Extracted data:
start
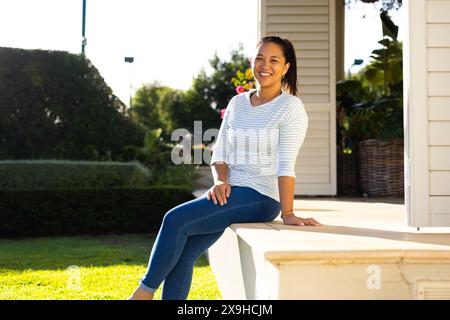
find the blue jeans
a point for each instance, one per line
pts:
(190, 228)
end
start
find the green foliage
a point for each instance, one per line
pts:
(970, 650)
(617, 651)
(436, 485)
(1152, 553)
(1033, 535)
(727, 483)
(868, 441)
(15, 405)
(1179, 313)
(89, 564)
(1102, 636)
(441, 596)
end
Exercise task: Extract each line from the items above that contains the word "find". Treat the match as case-sensitive.

Complete response:
find the blue jeans
find the green foliage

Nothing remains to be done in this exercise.